AUSGEWÄHLTER AUSZUG:
Antisemitismus im Fußball: eine Übersicht über die Vorkommnisse im Jahr 2017

Antisemitischer Furor in den Stadien

Seite 2 – Die Vereine distanzieren sich, rechte Ultras stören das Gedenken

 

Zwar distanzierten sich die Vereinsführungen von Borussia Dortmund und Lokomotive Leipzig von den antisemitischen Aufklebern. Der säch­sische Fußballverband hingegen wollte etwa bei den Vorkommnissen in Schildau das Problem nicht erkennen. Der italienische Fußballverband (FIGC) dagegen reagierte mit einer landesweiten Aktion, die einmalig in der Geschichte des europäischen Fußballs sein dürfte. Am zehnten Spieltag der Serie A liefen alle Spieler in T-Shirts mit dem Porträt von Anne Frank und der Aufschrift »Nein zum Antisemitismus« in die Stadien ein. Exemplare des Tagebuchs der Anne Frank und der autobiographische Bericht »Ist das ein Mensch?« des italienischen Holocaust-Überlebenden Primo Levi wurden an die Einlaufkinder verteilt. Anschließend verlasen die Stadionsprecher eine Passage aus dem Tagebuch und ordneten eine Minute Stille an.

In einigen Stadien jedoch störten zumeist rechte Ultras das Gedenken. In Bologna riefen die mitgereisten Anhänger von Lazio Rom einen Lieblingsspruch des faschistischen ­Diktators Benito Mussolini: »Juckt mich nicht!« Einige Fans des Rekordmeisters Juventus Turin sangen während der Lesung aus dem Tagebuch demonstrativ die National­hymne. Hinterher erklärte sich die Fangruppe »Viking Juve 1986« soli­darisch mit den Freunden von »Irriducibili« und wandte sich gegen »rührselige Erinnerungen« sowie die »Lügenpresse«. Selbst einige Ultras des betroffenen Vereins AS Roma störten die Gedenkminute und sangen ihre üblichen Fangesänge.

Das Simon Wiesenthal Center erwähnte in seiner Aufzählung auch zwei Vorfälle außerhalb Europas, im Sudan und Chile.

AUFGABE:
Beantworte anhand des Artikels über Antisemitismus im Fußball diese Fragen:
1. Welcher Verband wollte bei den Vorkommnissen in Schildau das Problem nicht erkennen?
2. Welchen Spruch riefen die mitgereisten Anhänger von Lazio Rom in Bologna?
3. In welchen Ländern außerhalb Europas nannte das Simon Wiesenthal Center Vorfälle?
Die Auflistung hat eine andere Herkunft als der Artikel.

Einträge aus einem Annotationsdatensatz:
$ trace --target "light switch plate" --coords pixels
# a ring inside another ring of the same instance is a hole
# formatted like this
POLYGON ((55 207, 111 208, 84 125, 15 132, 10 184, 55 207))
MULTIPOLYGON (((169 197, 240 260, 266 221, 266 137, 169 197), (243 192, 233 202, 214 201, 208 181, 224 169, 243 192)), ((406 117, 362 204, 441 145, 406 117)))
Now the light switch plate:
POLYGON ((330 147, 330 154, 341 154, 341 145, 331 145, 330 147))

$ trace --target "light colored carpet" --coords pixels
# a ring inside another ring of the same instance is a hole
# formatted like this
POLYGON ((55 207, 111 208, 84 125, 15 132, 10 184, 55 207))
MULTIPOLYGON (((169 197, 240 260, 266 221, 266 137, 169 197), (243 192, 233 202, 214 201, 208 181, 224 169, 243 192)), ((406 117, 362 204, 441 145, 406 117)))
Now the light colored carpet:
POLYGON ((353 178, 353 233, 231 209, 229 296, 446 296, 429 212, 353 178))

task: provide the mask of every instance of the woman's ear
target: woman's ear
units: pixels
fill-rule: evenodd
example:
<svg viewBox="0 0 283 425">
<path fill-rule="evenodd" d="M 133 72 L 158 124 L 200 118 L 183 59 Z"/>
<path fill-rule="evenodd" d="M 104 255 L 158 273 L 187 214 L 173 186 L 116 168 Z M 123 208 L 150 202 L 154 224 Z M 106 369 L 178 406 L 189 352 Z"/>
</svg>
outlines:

LÖSUNG:
1. Der sächsische Fußballverband.
2. »Juckt mich nicht!«
3. Im Sudan und in Chile.